== Task objective ==
Return every line of this listing verbatim, in the same order.

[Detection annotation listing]
—————

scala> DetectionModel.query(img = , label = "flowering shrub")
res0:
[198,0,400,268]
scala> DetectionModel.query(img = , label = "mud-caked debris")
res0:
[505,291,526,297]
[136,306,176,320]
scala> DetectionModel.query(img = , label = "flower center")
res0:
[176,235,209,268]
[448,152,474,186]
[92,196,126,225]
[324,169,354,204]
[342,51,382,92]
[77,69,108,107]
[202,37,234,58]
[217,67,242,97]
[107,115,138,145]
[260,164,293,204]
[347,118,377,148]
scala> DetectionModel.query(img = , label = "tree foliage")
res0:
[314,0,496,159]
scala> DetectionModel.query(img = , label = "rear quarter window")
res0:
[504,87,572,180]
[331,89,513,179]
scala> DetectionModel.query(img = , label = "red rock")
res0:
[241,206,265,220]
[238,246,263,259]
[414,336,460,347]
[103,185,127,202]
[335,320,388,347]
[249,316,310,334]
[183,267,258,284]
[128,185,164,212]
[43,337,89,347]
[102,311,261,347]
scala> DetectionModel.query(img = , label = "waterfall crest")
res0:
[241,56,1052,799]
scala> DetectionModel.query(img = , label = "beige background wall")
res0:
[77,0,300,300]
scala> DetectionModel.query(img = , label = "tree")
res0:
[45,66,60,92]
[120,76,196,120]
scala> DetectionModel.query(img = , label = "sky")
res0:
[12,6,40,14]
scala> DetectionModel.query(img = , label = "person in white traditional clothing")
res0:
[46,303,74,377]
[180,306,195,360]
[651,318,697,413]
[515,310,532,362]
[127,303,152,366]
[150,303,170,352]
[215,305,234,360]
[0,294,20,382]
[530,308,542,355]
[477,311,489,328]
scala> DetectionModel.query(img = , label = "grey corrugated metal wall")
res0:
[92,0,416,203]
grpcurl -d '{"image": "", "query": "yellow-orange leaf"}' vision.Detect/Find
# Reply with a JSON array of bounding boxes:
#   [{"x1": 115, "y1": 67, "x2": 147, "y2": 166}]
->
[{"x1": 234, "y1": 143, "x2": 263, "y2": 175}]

—————

== Worked answer ==
scala> DetectionModel.query(img = , label = "flowering shrub")
res0:
[198,0,400,268]
scala> DetectionModel.query(img = , label = "mud-caked debris")
res0:
[505,291,526,297]
[136,306,176,320]
scala> DetectionModel.query(img = , label = "flower center")
res0:
[176,235,209,268]
[448,152,474,186]
[92,196,126,225]
[324,169,354,204]
[342,51,382,92]
[77,69,108,107]
[202,37,234,58]
[217,67,242,97]
[107,115,138,145]
[260,164,293,204]
[347,118,377,148]
scala> DetectionModel.query(img = , label = "tree foliage")
res0:
[314,0,496,159]
scala> DetectionModel.query(img = , label = "rear quarter window")
res0:
[504,87,572,180]
[331,89,513,179]
scala> DetectionModel.query(img = , label = "red rock")
res0:
[241,206,265,220]
[238,246,263,259]
[414,336,460,347]
[103,185,127,202]
[335,320,388,347]
[249,316,310,334]
[183,267,258,284]
[128,185,164,212]
[43,337,89,347]
[102,311,261,347]
scala> DetectionModel.query(img = , label = "waterfall crest")
res0:
[241,56,1052,799]
scala> DetectionModel.query(img = , label = "beige background wall")
res0:
[77,0,300,300]
scala> DetectionModel.query(img = , label = "tree")
res0:
[45,66,60,92]
[120,76,196,120]
scala> DetectionModel.query(img = , label = "sky")
res0:
[12,6,40,14]
scala> DetectionModel.query(img = , label = "person in white traditional clothing")
res0:
[46,303,74,377]
[180,306,195,360]
[651,318,697,413]
[515,310,532,362]
[127,303,152,366]
[150,303,170,352]
[215,305,234,360]
[0,294,20,382]
[530,308,542,355]
[477,311,489,328]
scala> DetectionModel.query(img = , label = "grey corrugated metal wall")
res0:
[92,0,416,203]
grpcurl -d '{"image": "", "query": "yellow-orange leaf"}' vision.Detect/Find
# Reply with a JSON array of bounding boxes:
#   [{"x1": 115, "y1": 67, "x2": 147, "y2": 166}]
->
[{"x1": 234, "y1": 143, "x2": 263, "y2": 175}]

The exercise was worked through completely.